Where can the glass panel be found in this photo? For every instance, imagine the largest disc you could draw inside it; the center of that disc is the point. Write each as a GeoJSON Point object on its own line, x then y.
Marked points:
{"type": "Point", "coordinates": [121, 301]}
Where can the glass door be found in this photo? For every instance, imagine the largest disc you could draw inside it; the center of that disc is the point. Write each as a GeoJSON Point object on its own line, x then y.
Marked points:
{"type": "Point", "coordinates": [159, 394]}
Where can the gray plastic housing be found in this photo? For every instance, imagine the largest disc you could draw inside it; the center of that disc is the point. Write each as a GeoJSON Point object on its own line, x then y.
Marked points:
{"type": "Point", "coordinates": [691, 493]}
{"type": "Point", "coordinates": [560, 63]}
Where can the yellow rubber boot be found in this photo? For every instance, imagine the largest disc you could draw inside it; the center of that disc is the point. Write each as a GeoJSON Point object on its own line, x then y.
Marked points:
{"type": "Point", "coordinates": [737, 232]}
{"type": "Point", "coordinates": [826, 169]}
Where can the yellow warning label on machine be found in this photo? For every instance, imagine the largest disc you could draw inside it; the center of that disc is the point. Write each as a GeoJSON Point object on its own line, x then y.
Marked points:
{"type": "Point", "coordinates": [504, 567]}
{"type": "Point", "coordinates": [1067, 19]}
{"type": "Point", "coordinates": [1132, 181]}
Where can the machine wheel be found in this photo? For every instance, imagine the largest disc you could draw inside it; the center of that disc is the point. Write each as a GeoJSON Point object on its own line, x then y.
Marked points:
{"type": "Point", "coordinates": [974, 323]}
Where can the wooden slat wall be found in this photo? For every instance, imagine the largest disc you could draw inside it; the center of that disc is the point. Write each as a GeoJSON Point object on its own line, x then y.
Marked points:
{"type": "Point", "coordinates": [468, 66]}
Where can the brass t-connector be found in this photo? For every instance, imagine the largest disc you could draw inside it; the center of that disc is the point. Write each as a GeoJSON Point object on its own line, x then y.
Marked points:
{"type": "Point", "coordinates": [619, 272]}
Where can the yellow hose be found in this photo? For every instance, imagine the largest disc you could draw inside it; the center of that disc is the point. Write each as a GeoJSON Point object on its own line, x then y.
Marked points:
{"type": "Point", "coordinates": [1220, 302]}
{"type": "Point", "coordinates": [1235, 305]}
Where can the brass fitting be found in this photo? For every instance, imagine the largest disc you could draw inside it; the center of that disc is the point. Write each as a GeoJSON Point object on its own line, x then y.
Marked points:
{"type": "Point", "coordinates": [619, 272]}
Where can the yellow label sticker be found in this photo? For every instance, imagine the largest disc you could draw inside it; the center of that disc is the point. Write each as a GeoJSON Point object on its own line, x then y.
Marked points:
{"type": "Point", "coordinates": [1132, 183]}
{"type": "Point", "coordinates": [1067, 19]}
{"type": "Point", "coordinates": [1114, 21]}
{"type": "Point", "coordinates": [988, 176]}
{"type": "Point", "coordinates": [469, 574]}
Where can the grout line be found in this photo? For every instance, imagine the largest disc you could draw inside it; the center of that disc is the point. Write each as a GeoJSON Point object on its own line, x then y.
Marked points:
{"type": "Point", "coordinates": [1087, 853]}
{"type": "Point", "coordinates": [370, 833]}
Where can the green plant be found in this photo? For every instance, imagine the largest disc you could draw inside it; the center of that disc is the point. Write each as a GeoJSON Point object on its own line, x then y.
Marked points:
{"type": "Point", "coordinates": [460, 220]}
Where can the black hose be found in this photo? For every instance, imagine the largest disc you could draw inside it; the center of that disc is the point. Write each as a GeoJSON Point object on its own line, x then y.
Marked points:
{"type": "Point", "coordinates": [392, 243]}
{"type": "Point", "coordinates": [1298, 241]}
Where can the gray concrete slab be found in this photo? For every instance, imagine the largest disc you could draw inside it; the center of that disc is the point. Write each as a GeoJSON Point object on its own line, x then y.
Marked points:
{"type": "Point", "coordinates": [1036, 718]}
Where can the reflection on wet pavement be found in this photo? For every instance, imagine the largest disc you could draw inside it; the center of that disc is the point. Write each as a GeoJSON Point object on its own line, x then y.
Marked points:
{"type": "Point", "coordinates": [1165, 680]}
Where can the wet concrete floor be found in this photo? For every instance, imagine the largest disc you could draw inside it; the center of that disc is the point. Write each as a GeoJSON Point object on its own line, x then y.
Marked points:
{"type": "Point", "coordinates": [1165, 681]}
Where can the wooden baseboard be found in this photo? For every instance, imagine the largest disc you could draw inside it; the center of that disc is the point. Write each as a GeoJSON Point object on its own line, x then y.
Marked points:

**About this task**
Each line in the listing above from the one containing "Where can the glass door" through the one containing "Where can the gray plastic" should be repeated exactly, and no other line.

**Result**
Where can the glass door be found in this photo? For every instance, imagine the largest disc you could draw inside it; the center of that disc is the point. Write each as a GeoJSON Point object on its own line, x then y.
Marked points:
{"type": "Point", "coordinates": [159, 394]}
Where can the gray plastic housing be found in this photo? For every instance, imagine the largest disc you could draw inside it; the center of that disc is the point. Write each as a GeoJSON Point object on its own line, x then y.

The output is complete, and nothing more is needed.